** Exercise data follows **

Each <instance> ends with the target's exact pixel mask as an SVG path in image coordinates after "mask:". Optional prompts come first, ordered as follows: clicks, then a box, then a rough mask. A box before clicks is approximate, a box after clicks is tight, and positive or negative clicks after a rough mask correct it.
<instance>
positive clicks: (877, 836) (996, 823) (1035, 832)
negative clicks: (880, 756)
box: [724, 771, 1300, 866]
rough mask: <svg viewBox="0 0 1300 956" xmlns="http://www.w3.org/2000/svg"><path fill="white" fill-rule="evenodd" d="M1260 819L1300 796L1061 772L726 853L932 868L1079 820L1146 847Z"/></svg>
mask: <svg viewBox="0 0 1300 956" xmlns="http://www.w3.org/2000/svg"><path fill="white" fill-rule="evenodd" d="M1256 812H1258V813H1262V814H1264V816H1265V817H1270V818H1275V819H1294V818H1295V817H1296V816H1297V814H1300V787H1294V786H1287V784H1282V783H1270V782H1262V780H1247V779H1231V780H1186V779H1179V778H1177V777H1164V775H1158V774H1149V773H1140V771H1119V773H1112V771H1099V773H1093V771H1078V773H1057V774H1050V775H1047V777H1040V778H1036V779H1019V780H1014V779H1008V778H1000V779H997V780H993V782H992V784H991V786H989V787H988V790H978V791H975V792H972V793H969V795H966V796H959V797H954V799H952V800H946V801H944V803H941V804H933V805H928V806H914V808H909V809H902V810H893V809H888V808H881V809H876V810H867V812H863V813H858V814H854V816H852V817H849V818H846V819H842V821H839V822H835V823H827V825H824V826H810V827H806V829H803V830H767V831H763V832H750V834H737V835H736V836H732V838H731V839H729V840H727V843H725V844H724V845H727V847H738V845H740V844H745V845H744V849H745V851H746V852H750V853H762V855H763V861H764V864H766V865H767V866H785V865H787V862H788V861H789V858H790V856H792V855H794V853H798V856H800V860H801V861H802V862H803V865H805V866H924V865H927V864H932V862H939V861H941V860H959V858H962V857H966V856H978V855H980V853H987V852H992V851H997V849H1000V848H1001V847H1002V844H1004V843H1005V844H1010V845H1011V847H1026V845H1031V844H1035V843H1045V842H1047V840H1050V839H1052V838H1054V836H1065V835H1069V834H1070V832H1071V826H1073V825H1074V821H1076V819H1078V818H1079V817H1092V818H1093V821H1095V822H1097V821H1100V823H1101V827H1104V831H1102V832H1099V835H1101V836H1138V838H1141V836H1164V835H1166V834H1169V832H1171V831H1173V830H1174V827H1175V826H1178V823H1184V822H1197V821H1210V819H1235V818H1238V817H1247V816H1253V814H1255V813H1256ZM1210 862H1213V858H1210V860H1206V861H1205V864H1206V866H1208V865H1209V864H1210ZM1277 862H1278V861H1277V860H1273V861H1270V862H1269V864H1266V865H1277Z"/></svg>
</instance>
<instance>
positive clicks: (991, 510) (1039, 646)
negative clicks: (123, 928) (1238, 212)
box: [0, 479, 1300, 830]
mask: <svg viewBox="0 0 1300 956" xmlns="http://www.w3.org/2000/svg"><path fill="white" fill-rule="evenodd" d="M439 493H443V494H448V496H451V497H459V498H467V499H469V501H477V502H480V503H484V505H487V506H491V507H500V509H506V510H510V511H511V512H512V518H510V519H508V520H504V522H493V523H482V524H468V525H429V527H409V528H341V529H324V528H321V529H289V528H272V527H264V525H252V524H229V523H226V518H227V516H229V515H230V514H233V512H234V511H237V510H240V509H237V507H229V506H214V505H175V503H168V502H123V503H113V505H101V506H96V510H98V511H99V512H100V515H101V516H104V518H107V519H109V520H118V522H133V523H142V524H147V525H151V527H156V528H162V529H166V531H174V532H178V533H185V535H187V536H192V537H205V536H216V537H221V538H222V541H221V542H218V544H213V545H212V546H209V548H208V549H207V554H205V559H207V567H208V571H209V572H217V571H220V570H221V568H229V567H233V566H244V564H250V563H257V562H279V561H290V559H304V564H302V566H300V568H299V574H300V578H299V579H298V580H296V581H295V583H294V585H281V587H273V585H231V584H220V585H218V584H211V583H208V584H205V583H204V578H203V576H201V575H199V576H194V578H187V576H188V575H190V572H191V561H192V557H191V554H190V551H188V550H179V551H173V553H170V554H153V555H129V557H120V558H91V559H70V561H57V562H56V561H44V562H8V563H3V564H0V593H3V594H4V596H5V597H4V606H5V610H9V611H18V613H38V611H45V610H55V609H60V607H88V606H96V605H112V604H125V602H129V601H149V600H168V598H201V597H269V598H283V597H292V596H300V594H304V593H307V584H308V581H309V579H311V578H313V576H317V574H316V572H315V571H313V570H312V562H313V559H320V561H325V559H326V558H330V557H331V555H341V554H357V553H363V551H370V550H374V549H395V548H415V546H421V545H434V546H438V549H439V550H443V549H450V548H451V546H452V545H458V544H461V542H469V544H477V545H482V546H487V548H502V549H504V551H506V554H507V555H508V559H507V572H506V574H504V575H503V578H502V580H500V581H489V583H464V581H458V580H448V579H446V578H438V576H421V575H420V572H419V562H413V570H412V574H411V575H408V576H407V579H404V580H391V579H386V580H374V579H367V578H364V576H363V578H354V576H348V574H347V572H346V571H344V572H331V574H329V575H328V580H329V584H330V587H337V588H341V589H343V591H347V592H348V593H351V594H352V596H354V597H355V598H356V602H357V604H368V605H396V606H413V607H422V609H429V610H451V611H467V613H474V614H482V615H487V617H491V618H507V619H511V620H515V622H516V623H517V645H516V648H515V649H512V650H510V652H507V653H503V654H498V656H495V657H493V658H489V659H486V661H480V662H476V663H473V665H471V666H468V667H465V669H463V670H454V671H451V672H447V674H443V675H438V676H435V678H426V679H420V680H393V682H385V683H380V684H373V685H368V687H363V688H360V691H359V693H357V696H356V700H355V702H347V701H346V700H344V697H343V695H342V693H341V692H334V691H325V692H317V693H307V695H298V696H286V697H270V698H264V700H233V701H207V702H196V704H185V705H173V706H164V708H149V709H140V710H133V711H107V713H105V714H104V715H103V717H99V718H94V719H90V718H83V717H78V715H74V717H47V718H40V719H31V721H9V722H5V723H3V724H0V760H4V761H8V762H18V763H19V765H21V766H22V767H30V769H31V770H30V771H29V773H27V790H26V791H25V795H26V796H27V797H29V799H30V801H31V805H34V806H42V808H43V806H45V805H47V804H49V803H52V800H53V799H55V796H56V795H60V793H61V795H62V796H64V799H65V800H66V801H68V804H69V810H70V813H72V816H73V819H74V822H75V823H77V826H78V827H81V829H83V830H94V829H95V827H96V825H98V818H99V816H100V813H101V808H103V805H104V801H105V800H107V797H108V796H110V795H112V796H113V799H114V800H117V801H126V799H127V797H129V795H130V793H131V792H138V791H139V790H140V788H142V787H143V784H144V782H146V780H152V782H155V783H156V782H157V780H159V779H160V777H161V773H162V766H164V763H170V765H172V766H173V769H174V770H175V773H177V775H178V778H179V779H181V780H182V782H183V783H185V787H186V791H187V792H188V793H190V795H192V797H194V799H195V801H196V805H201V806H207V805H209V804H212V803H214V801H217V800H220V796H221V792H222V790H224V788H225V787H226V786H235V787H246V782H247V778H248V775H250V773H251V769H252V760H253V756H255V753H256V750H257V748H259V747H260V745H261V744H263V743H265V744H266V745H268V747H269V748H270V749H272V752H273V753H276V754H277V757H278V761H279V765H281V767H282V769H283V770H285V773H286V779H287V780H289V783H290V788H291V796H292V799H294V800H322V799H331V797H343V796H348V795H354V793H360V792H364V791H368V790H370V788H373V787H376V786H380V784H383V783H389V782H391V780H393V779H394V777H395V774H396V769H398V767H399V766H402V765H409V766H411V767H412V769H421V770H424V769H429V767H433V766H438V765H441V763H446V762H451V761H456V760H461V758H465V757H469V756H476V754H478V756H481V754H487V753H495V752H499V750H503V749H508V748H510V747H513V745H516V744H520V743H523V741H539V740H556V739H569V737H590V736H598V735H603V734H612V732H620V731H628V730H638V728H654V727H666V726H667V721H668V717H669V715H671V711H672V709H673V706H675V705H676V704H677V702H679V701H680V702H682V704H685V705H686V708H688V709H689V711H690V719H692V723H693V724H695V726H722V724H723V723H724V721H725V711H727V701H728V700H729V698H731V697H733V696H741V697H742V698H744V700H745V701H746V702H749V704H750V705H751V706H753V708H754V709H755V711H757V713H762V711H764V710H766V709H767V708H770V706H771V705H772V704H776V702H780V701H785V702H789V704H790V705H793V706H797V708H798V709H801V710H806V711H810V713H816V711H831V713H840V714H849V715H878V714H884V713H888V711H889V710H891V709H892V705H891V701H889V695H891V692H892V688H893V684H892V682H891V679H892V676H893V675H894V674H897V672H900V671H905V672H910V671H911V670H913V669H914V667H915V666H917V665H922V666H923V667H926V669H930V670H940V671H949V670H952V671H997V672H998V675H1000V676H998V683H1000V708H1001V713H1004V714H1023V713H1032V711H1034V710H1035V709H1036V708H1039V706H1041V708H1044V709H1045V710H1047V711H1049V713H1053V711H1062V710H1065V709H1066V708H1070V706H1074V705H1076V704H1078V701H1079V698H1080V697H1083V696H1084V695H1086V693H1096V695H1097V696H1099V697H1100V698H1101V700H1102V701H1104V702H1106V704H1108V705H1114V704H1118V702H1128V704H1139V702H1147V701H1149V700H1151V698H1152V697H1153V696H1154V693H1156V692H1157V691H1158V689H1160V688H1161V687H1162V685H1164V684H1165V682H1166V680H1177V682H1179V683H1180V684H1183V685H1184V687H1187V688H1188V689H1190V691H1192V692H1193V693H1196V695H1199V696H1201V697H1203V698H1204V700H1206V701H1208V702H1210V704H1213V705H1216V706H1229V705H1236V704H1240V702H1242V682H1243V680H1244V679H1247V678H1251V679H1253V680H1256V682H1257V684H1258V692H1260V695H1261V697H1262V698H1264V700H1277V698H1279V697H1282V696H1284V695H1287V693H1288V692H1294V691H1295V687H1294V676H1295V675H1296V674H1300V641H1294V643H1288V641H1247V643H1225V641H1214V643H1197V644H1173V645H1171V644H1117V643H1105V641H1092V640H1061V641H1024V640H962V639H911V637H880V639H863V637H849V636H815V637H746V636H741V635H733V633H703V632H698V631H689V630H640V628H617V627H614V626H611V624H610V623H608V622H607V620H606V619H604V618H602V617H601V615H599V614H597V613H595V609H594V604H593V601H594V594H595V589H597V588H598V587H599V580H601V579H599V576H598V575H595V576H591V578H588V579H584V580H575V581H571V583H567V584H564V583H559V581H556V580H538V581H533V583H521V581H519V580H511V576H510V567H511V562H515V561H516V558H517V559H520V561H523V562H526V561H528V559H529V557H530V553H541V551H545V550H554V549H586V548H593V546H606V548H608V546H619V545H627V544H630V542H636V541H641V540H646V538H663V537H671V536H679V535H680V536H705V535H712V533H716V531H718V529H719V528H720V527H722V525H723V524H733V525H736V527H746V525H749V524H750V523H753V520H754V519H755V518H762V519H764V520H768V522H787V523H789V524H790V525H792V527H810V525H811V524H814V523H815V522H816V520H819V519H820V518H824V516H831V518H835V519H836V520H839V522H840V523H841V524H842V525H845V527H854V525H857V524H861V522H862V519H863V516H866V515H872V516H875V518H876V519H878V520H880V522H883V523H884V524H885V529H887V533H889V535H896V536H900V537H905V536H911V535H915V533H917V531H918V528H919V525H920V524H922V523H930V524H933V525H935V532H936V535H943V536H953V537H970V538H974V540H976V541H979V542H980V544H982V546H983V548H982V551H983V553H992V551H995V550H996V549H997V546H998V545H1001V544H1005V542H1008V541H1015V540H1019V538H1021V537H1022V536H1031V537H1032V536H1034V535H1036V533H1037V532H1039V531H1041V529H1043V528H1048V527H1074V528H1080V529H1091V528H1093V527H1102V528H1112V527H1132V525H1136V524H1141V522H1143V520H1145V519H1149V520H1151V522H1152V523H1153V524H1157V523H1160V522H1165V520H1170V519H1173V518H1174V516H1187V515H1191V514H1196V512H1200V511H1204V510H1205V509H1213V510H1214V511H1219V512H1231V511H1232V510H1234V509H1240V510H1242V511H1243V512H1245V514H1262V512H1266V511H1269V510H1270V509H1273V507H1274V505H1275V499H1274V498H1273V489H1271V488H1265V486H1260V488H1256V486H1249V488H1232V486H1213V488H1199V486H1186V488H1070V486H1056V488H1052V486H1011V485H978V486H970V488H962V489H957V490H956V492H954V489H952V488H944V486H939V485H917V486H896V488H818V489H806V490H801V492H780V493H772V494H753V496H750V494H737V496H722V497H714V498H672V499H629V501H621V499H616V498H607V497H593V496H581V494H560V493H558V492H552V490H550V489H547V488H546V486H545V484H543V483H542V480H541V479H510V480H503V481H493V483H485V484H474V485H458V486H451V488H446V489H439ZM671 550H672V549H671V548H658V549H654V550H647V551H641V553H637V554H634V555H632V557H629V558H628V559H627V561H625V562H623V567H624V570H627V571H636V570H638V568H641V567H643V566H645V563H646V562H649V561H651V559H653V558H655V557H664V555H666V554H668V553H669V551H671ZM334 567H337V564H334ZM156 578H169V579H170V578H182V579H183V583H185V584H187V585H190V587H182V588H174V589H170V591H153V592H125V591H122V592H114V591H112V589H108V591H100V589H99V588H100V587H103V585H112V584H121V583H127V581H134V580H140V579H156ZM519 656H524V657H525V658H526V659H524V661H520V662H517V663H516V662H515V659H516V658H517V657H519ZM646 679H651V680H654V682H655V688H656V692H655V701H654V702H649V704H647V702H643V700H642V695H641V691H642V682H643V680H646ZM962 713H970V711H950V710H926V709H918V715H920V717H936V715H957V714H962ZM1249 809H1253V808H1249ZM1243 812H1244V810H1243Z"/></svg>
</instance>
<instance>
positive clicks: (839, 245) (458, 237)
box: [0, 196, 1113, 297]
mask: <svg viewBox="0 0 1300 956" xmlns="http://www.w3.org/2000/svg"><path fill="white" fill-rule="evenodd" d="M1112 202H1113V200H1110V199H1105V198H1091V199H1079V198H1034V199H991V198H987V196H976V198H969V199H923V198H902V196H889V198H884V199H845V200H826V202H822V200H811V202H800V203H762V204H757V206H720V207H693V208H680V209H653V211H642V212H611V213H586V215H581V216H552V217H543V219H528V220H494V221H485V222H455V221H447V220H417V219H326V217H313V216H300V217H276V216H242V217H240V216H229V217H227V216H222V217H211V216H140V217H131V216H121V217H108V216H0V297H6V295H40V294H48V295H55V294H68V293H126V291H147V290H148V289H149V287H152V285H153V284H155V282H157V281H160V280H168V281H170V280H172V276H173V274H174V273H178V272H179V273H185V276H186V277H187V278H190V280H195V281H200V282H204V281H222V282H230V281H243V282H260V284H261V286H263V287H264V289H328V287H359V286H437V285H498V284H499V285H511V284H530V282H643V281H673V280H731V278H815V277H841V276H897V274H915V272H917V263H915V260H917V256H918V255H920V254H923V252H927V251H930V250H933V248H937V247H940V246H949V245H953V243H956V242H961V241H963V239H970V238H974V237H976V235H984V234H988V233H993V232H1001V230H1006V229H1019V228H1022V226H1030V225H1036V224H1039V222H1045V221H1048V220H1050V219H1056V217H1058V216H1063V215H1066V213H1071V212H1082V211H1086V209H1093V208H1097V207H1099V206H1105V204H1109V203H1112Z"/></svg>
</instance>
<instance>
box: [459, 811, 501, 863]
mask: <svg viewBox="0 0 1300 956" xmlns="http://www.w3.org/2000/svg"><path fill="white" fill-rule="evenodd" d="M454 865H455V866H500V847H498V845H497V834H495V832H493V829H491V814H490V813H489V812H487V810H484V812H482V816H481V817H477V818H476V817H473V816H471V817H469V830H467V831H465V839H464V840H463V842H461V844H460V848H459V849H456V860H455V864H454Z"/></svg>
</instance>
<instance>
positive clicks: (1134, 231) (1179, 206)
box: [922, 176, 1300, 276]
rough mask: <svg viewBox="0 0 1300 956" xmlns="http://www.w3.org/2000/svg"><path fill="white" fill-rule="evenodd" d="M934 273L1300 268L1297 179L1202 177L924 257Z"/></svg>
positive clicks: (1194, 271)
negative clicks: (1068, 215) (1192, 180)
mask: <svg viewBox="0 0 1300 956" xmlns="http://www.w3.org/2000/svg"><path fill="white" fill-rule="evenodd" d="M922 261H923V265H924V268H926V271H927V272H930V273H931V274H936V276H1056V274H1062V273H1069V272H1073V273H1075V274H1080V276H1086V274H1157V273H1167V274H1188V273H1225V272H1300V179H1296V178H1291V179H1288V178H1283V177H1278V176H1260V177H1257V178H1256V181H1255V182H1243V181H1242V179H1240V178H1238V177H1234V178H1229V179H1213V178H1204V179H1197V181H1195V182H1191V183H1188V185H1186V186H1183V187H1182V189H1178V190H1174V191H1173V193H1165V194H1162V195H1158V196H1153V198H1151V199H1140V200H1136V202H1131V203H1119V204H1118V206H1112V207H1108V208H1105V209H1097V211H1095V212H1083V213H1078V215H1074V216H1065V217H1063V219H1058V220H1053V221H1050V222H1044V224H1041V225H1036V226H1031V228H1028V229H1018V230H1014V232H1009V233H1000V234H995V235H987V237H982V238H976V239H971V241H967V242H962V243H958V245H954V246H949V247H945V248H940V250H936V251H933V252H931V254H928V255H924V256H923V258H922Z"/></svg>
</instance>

** End of Exercise data **

What the task requires: Here the output must be the lines above from the line with "positive clicks: (991, 510) (1039, 646)" to the line with "negative clicks: (123, 928) (1238, 212)", both included, duplicated word for word and nothing else.

Written solution:
positive clicks: (991, 510) (1039, 646)
negative clicks: (123, 928) (1238, 212)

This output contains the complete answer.